* [EXTRACT]
(begin)

As generally known, a subsea multiphase pump, particularly as employed in marine-based oil fields, is typically configured for pumping a combination of petroleum, water, natural gas, and, at times, small particulates (such as sand). Typically, a “pump suction flow,” in the form of a fluid mixture of liquid, gas and solids, travels through the production flow line to the multiphase pump. The pump thus actually pumps a combination of pump suction flow along with any recirculated liquid from the pump discharge.
Twin-screw multiphase pumps have been demonstrated to work admirably in petroleum applications. However, such pumps require a minimum of liquid in the multiphase mixture to maintain a seal between the screw flanks and the screw tips and casing, which requires careful attention in the detailed systems design.
In multiphase service, when this liquid minimum is not present, the pump ceases to pump but still continues to rotate, thus defeating the purpose of the installation. In a subsea installation, the cost of the pumping system is high enough that the loss of production with no boost represents a substantial loss of revenue.

(end)

* [STATED EXERCISE 1]
In the passage on subsea pumps:
(a) What is given as an example of the small particulates a subsea multiphase pump may handle?
(b) What must a twin-screw multiphase pump keep a minimum of in the mixture?
(c) What does the pump do when that minimum is not present?
* [STATED EXERCISE 2]
Pick up the passage on subsea multiphase pumps after its last sentence and write the next paragraph.
The material that follows has no connection to the passage on subsea pumps.

* [RAW DATA]
(begin)

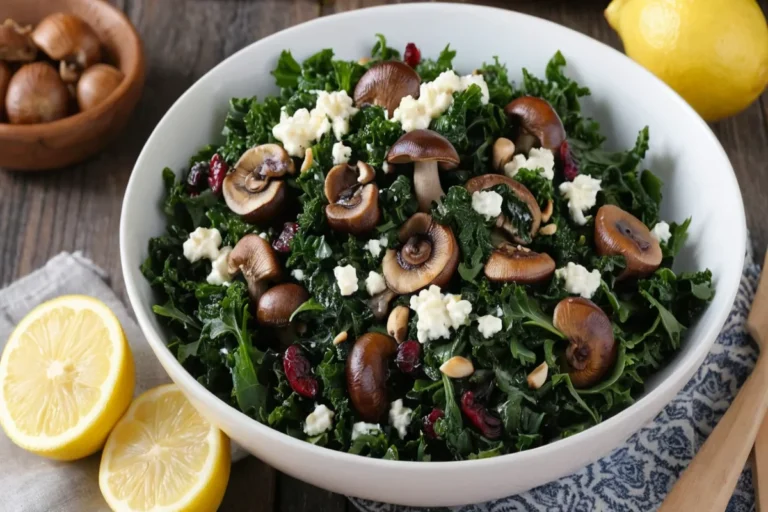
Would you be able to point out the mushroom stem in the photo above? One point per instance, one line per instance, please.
(426, 182)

(end)

* [EXPECTED OUTPUT 1]
(a) Sand.
(b) Liquid, to maintain a seal between the screw flanks and the screw tips and casing.
(c) It stops pumping but keeps rotating.

* [EXPECTED OUTPUT 2]
Additionally, when the pump ceases to produce flow against a pressurized discharge line, the liquid in the discharge tends to leak back into the pump. This heated liquid is continuously “regurgitated”, maintaining pump head but not generating any pump flow. The power used to compress gas, which also is regurgitated to the pump suction, will heat the liquid phase and the pump rotors. The heat will remain in the absence of a mass flow, and the pump can thus be damaged if it is not shut down.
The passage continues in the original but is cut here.